DESCRIPTION OF THE TASK:
In the 8-isoprostane purification procedure, what was used to elute the 8-isoprostane from the affinity sorbent?

TEXT SEGMENT:
------------------------------------------------------------
The concentration and purification of 8-isoprostane from urine samples was processed by affinity sorbent (Cayman Chemical, USA), following the producer’s protocol with some modification. Briefly, approximately 1 ml of urine sample was centrifuged for 10 min at 4°C and 13500 rmp. Then, to 300 μl of supernatant was added 700 μl of phosphate buffer (0.1M, pH=7.4), 10 μl internal standard (D4-8-isoprostane, 0.1 ng/ml in H2O) and 110 μl affinity sorbent. The sample was incubated for 45 min at room temperature. After that the sample was centrifuged for 15 min at 4°C, 13500 rmp and supernatant was carefully removed by decanting. The sample was washed once with 1 ml of phosphate buffer (0.1 M, pH=7.4), centrifuged for 15 min at 4°C, 13500 rmp and the supernatant was carefully removed. After that the same washing step was repeated with 1 ml of ultra pure water. The 8-isoprostane was eluted from the affinity sorbent by 2 x 0.5 ml of 95% ethanol. The samples were evaporated to dryness under vacuum and reconstructed in 150 μl mixture of water-acetonitrile (70:30, v/v).
------------------------------------------------------------
DATA EXCERPTS:
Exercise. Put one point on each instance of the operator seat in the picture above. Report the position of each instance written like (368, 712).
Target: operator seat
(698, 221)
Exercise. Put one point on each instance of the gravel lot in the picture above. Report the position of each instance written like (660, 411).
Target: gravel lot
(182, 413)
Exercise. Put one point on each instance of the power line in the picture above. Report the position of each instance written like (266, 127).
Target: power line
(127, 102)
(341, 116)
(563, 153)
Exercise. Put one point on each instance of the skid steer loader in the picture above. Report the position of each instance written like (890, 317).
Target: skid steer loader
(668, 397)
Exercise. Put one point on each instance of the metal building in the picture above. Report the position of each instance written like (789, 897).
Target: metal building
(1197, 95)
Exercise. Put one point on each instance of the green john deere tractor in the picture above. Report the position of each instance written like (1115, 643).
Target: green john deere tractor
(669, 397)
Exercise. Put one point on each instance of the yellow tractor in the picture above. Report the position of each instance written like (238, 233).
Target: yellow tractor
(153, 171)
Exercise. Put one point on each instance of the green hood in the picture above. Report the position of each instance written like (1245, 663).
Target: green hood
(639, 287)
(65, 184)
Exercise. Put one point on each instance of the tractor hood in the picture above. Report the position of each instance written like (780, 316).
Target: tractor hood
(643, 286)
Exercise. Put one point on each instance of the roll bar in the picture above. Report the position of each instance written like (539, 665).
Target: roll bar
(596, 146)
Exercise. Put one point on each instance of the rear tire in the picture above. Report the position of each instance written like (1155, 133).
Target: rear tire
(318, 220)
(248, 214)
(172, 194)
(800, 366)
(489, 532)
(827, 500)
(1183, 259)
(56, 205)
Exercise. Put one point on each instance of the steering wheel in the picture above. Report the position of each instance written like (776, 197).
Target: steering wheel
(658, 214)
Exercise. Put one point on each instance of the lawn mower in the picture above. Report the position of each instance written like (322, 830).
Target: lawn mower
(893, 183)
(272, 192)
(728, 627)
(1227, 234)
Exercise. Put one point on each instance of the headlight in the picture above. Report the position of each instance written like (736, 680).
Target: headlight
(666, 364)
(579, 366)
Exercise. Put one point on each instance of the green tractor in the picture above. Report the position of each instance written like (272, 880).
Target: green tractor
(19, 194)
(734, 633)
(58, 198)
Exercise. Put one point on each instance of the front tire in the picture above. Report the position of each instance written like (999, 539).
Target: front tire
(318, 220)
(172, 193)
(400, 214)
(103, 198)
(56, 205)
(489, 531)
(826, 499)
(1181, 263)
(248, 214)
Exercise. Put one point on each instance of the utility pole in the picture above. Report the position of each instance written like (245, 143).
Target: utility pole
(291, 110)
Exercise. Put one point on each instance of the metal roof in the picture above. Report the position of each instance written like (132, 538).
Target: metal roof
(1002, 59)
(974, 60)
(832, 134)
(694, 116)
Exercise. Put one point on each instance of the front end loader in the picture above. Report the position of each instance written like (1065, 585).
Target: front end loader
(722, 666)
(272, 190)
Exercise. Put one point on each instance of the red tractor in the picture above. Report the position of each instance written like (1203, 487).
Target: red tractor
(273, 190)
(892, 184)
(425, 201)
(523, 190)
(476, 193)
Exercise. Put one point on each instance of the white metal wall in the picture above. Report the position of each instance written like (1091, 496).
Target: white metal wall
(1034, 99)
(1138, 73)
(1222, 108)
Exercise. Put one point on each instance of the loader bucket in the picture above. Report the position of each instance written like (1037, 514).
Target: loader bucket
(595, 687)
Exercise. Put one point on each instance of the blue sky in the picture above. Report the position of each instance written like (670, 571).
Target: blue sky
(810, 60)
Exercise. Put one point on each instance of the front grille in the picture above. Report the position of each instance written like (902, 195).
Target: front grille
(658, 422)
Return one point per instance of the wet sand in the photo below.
------------------------------------------------------------
SOLUTION TO THE EXERCISE:
Two 0.5 ml portions of 95% ethanol.